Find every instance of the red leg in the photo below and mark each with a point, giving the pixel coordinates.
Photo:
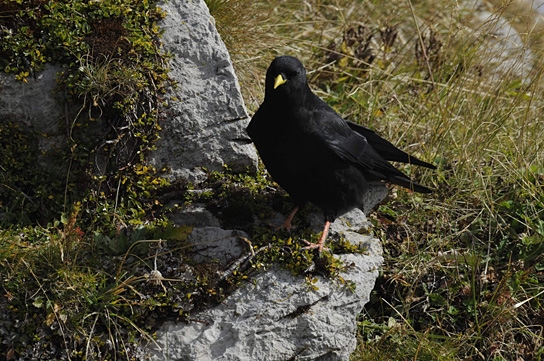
(287, 224)
(321, 242)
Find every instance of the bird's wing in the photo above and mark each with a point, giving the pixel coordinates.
(335, 134)
(386, 149)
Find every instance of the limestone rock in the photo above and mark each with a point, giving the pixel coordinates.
(206, 113)
(278, 316)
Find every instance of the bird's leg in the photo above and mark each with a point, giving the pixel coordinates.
(287, 224)
(321, 242)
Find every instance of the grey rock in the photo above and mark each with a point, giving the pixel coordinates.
(195, 215)
(32, 103)
(36, 107)
(217, 244)
(278, 316)
(206, 113)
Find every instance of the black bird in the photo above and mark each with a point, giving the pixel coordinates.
(316, 155)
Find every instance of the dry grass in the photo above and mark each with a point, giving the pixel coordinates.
(439, 82)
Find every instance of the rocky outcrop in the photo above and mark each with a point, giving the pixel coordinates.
(278, 315)
(206, 113)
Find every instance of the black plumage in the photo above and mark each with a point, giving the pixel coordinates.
(313, 153)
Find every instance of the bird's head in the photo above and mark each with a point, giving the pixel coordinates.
(286, 76)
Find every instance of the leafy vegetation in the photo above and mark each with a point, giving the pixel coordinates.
(463, 272)
(80, 256)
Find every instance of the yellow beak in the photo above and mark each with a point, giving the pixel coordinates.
(279, 81)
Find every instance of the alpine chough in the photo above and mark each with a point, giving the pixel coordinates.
(316, 155)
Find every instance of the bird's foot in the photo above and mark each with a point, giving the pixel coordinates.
(318, 246)
(321, 242)
(285, 226)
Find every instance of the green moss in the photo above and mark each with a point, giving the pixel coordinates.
(114, 78)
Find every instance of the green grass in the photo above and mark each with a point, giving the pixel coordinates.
(462, 277)
(463, 272)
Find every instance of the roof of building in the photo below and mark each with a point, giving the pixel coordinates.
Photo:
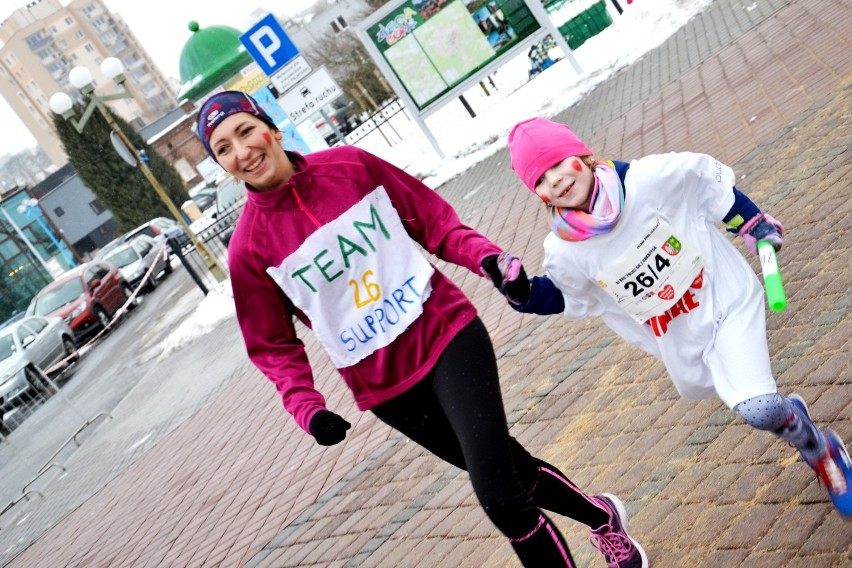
(211, 56)
(53, 181)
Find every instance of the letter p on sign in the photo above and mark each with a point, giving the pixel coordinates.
(266, 47)
(269, 45)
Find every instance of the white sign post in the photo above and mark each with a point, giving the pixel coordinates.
(290, 74)
(310, 96)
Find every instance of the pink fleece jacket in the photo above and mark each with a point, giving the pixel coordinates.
(275, 223)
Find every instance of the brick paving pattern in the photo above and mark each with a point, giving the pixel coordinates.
(232, 481)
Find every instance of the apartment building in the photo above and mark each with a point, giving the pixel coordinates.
(43, 41)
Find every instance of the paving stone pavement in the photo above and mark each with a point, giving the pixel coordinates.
(765, 87)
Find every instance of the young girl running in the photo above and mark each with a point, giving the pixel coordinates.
(331, 238)
(636, 244)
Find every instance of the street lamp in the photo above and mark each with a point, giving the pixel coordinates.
(61, 104)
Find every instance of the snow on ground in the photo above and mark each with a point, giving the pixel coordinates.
(465, 140)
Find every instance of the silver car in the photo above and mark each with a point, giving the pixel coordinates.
(135, 258)
(28, 345)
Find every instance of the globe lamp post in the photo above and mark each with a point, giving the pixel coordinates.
(60, 103)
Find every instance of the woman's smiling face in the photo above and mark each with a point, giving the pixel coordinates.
(250, 150)
(568, 184)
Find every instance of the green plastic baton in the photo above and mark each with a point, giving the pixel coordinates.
(775, 296)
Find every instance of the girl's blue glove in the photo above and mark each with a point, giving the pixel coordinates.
(762, 227)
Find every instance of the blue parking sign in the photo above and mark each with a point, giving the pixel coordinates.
(269, 45)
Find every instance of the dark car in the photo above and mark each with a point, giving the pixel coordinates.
(86, 297)
(230, 198)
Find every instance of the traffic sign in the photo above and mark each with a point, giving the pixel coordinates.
(310, 96)
(269, 45)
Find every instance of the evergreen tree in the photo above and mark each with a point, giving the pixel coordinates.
(121, 188)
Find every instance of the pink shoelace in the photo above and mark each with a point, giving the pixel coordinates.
(615, 547)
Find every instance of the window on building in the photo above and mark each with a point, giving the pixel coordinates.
(338, 24)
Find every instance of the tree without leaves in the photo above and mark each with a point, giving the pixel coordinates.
(122, 189)
(348, 62)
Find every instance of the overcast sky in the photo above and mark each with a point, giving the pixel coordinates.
(161, 32)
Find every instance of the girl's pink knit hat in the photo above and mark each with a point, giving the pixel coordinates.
(538, 144)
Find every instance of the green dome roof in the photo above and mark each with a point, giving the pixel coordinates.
(210, 57)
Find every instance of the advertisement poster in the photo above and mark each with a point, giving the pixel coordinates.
(434, 45)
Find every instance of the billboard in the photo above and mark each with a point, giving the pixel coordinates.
(434, 46)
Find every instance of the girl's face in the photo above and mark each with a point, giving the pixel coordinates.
(568, 184)
(250, 150)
————————
* **Requirement**
Give back every line of the material exactly as written, but not the pictures.

* **Final answer**
Find every instance of the red leg in the photo below and mark each with a point, giving the pixel coordinates.
Photo:
(287, 224)
(321, 242)
Find every instance of the bird's wing in the photo above and mark each with a point, giving the pixel coordinates.
(335, 134)
(386, 149)
Find every instance of the limestone rock in the photo above and mark each with a point, giving the pixel coordinates.
(206, 113)
(278, 316)
Find every instance of the bird's leg in the photo above and mark each with a point, giving the pixel coordinates.
(287, 224)
(321, 242)
Find every instance of the grey rock in the photo above and mark each with a point, giving the pixel coordinates.
(195, 215)
(32, 103)
(36, 107)
(217, 244)
(278, 316)
(206, 113)
Find every instance of the black bird in the photo above and mark each with a point, giving the pixel coordinates.
(316, 155)
Find every instance of the dry grass in the photo above and mark each with a point, giving the pixel coordinates.
(439, 82)
Find every instance of the rocky outcrop in the photo above and mark each with a point, giving the pixel coordinates.
(278, 315)
(206, 113)
Find every instance of the black plumage in the photo above and mark each with a point, giving the pixel coordinates.
(313, 153)
Find every instance of the bird's head in the photo above and mark each with a point, giving the pixel coordinates.
(286, 76)
Find every instance of the leafy vegetation in the photo above and mark each with a point, giving the pixel coordinates.
(463, 272)
(80, 256)
Find every instance of the yellow beak in the photo above and mark each with a point, giving the pixel coordinates.
(279, 81)
Find every instance of the alpine chough in the photo above and mark each with a point, giving the pixel coordinates.
(316, 155)
Find every instance of the bird's foot in the photo above and mark each with a point, giving the pixel coordinates.
(318, 246)
(321, 242)
(285, 226)
Find every instance of the green moss in the photo above and mark each with a point, giving the pixel coordinates.
(114, 78)
Find every instance of the green grass in the photo above and mark each with a point, giving the pixel coordinates.
(462, 277)
(463, 272)
Find every instance of the roof of building in the photo below and mark each with a point, giving the pixel coordinates.
Photo:
(211, 56)
(53, 181)
Find every instance of the letter p on sign in the photo above and mark each with a point, giving the pixel coordinates.
(266, 47)
(269, 45)
Find every instance of the white sign post in the photo above and mark each with a point, giving the pixel coordinates.
(290, 74)
(310, 96)
Find every instance of the pink fleece jacket in the photo above and mark each with a point, giving the pixel coordinates.
(275, 223)
Find every instance of the brick paving pattern in the photo above and mark each with a point, giving the pixel coordinates.
(232, 481)
Find every instance of the apartment building in the photo above and mark each with a point, giving the pixel coordinates.
(43, 41)
Find every instance of the paving stone pavement in the photo above and mark each with a point, giving the pixel coordinates.
(765, 87)
Find every instance of the young girl running in the photo above and mark each with a point, giving the pixel coordinates.
(331, 238)
(636, 244)
Find every instance of the street lamp in the photo above and mark each with a point, giving the pixel coordinates.
(61, 104)
Find every instance of the snow on ground in the photo above and mark each with a point, giving the pixel coordinates.
(465, 140)
Find every instance of the silver car in the photo above and mark each with a point, giving the pixel coordinates.
(135, 258)
(28, 345)
Find every instance of the globe lamp post in the photo above and mark each with a point, giving the pixel coordinates.
(60, 103)
Find every instance of the woman's smiling face in the photo above and mark each with a point, giving the pixel coordinates.
(250, 150)
(568, 184)
Find every instance of the green plastic baton in the photo above and mark each with a point, giving the pixel coordinates.
(775, 296)
Find every instance of the girl's blue glove in the photo above and mark each with a point, giving the pixel coordinates.
(762, 227)
Find every instance of the blue parking sign in the photo above and mark each with a point, giving the pixel coordinates.
(269, 45)
Find every instance of the dark car in the photo above and mark each with a point, giving the pixel coordinates.
(86, 297)
(230, 198)
Find every instance of the traffic sign in the photo above and mark each with a point, giving the pixel coordinates.
(310, 96)
(269, 45)
Find every instance of the evergreen tree in the photo above and mark each with a point, giving the pixel coordinates.
(121, 188)
Find every instance of the pink shoelace in the photo above and mark each with a point, giving the pixel coordinates.
(615, 547)
Find every instance of the window on building in the photo above and mark each with a point, giving the pixel coordinates.
(338, 24)
Find every instance of the tree without leaves in the photo above and mark each with a point, giving the pixel coordinates.
(122, 189)
(348, 62)
Find every instance of the overcast sky in the photo above and mark each with a point, giving the pixel coordinates.
(161, 32)
Find every instance of the girl's pink knit hat in the photo above and mark each with a point, giving the pixel coordinates.
(538, 144)
Find every instance of the green dome roof in the photo above and mark each with a point, giving the pixel coordinates.
(210, 57)
Find every instance of the advertisement poster in the photo above and mark each with a point, giving the pixel coordinates.
(434, 45)
Find every instance of the billboard in the photo above and mark each with a point, giving the pixel coordinates.
(434, 46)
Find every instance of the girl's face in the photo above and mark each with a point, giving the pixel coordinates.
(568, 184)
(250, 150)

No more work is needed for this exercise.